----- EXCERPT TO READ -----
On Mon, 6 Oct 2008, Rainer Gerhards wrote:

> Hi List,
>
> I again have a backwards compatibility question.
>
> HUP, in sysklogd, means a full restart of the syslogd. This is done
> because the configuration may have been changed and to apply the new
> one, the previous one must be shut down. This is even more so the case
> in rsyslog, which has multiple dynamically loadable plugins and all
> that...
>
> rsyslog has implemented HUP processing to be compatible to sysklogd.
>
> However, in practice (as far as I know) HUP is almost always being used
> to close the output files after log rotation. An automatted config
> reaload indication usually does not happen (but operators use HUP after
> doing a config change).
>
> HUP, as it currently is, is an extremely expensive operation. Keep in
> mind that it is a full daemon restart, so, among other things, it
> unloads modules and tears down (TCP, RELP, TLS, ...) connections. In
> most cases, though, this would not be needed.
>
> I now consider changing the way HUP works. I would like to model it in a
> way that closes files and clears caches (where useful), but not do a
> full restart.
-----
WHAT THE EXERCISE ASKS: From the mailing-list message about HUP handling in rsyslog above, extract the stretch from "On Mon, 6 Oct" through "compatible to sysklogd." word for word.
----- EXTRACTED MATERIAL -----
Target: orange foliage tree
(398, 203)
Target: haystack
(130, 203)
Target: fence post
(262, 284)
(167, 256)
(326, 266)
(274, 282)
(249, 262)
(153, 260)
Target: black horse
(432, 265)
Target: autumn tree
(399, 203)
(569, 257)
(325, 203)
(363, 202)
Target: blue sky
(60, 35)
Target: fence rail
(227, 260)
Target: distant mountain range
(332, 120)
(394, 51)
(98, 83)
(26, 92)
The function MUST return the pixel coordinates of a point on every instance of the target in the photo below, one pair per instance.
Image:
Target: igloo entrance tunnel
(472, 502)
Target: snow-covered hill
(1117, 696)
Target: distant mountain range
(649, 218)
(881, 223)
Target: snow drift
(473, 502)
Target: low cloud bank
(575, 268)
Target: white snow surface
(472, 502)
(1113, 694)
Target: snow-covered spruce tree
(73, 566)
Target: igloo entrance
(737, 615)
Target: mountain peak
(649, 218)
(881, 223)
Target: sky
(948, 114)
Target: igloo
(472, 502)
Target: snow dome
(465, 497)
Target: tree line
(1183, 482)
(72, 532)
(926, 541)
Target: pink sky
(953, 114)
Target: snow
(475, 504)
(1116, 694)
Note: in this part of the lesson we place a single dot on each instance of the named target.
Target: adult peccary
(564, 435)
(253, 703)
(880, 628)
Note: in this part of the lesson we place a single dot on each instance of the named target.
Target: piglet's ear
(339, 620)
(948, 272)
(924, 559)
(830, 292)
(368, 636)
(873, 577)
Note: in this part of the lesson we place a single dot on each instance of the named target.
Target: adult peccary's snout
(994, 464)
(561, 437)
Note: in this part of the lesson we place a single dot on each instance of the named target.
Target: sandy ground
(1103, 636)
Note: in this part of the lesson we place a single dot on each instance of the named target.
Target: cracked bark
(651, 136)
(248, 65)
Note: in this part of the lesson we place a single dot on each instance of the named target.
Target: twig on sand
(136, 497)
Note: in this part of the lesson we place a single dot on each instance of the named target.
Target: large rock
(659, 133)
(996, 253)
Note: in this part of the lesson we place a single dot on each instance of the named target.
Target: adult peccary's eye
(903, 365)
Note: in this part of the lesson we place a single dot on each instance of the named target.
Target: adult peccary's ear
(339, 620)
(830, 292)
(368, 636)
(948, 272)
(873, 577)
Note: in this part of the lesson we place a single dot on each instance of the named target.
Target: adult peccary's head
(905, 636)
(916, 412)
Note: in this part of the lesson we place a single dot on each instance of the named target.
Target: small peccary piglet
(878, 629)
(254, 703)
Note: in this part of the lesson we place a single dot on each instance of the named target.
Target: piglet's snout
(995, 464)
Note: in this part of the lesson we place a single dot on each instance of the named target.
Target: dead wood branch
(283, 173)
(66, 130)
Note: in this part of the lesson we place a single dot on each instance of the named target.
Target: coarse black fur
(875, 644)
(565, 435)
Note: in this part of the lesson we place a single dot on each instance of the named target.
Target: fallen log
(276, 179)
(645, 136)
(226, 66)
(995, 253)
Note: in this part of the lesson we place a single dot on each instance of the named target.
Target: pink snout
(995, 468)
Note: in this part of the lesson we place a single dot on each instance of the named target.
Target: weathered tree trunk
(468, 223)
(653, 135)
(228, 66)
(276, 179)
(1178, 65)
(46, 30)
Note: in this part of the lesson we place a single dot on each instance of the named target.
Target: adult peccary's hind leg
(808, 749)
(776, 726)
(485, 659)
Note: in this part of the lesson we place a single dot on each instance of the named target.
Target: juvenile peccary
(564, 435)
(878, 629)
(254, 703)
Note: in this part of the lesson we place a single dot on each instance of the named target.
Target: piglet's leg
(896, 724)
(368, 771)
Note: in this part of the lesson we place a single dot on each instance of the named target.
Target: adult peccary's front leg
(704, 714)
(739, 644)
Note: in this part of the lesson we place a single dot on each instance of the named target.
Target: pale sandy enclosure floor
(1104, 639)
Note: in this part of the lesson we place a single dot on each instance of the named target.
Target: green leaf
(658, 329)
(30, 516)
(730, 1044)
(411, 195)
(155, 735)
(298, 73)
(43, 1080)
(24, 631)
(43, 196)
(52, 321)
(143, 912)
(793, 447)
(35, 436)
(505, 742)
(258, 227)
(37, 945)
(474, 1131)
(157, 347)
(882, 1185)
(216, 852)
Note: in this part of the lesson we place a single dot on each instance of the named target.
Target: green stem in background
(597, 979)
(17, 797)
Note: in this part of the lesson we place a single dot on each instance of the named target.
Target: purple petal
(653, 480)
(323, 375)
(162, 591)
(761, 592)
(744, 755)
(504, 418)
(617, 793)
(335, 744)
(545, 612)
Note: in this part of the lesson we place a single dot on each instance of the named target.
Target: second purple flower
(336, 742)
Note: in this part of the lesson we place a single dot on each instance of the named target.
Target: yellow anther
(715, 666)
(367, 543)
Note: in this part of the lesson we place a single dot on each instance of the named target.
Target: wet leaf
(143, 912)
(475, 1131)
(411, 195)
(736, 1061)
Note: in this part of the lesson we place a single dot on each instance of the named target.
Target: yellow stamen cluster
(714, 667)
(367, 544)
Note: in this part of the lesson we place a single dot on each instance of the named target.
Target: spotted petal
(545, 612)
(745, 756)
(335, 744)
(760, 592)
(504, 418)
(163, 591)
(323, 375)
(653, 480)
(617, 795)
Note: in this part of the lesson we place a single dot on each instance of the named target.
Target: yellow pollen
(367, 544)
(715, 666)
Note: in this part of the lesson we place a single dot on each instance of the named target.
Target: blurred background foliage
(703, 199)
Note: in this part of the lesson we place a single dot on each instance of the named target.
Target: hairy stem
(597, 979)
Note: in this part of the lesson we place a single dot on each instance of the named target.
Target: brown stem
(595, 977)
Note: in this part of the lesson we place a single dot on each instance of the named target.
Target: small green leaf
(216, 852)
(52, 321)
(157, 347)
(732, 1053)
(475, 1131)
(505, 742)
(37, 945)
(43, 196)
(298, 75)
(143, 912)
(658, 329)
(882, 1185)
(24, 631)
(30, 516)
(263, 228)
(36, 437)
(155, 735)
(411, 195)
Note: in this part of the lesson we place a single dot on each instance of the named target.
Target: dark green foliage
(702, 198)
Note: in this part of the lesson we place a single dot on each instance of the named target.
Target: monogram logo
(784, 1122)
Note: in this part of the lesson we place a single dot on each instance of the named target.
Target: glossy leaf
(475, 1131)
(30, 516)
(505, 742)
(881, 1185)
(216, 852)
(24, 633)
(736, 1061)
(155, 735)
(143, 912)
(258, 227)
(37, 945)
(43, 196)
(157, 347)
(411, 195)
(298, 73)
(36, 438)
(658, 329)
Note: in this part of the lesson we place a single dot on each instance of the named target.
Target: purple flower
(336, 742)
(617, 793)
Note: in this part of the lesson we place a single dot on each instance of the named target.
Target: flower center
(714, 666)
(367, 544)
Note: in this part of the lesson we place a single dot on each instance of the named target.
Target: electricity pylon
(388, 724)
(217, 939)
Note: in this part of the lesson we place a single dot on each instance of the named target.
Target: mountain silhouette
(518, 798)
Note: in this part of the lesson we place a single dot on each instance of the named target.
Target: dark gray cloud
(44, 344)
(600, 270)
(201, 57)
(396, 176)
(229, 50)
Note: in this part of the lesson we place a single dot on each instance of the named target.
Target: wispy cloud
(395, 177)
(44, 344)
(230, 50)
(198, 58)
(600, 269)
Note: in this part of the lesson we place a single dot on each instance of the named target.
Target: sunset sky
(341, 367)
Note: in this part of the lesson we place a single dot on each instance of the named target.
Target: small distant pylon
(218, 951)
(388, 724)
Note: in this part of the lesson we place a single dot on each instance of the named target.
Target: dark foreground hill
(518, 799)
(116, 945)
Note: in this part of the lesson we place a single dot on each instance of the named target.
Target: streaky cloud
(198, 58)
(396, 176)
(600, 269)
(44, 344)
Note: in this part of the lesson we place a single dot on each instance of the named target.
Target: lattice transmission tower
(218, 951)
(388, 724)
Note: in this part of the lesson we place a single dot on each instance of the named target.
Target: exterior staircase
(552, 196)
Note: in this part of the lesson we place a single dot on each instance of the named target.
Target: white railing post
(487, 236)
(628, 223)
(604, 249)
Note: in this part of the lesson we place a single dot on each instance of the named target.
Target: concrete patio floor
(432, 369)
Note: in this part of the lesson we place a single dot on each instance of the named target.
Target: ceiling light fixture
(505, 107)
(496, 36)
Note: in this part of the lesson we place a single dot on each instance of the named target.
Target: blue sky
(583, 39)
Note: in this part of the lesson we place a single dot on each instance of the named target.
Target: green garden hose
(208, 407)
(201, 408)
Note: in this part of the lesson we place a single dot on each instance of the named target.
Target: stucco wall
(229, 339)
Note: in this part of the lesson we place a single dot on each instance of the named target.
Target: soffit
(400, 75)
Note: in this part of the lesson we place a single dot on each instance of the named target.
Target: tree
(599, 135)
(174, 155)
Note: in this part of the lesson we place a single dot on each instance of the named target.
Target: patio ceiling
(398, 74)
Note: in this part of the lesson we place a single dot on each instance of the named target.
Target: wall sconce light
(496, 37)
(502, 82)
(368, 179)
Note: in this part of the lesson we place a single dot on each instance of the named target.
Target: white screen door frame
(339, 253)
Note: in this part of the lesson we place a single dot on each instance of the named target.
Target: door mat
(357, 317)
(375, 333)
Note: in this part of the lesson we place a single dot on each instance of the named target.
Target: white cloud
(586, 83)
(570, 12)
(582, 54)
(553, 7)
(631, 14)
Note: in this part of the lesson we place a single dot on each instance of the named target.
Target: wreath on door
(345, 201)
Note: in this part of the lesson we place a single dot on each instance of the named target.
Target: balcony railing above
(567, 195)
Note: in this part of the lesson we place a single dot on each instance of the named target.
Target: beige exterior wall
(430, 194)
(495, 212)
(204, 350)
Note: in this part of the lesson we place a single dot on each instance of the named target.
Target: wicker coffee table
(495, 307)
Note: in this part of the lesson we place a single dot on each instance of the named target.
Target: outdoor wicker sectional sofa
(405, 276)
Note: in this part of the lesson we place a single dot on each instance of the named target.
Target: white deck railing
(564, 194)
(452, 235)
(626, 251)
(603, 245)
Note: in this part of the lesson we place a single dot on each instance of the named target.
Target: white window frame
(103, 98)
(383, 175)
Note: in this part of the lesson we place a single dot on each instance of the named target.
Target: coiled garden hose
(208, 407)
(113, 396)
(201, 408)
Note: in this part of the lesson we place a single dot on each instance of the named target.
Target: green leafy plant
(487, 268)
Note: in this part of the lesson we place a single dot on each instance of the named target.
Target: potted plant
-----
RESULT OF THE EXERCISE:
On Mon, 6 Oct 2008, Rainer Gerhards wrote:

> Hi List,
>
> I again have a backwards compatibility question.
>
> HUP, in sysklogd, means a full restart of the syslogd. This is done
> because the configuration may have been changed and to apply the new
> one, the previous one must be shut down. This is even more so the case
> in rsyslog, which has multiple dynamically loadable plugins and all
> that...
>
> rsyslog has implemented HUP processing to be compatible to sysklogd.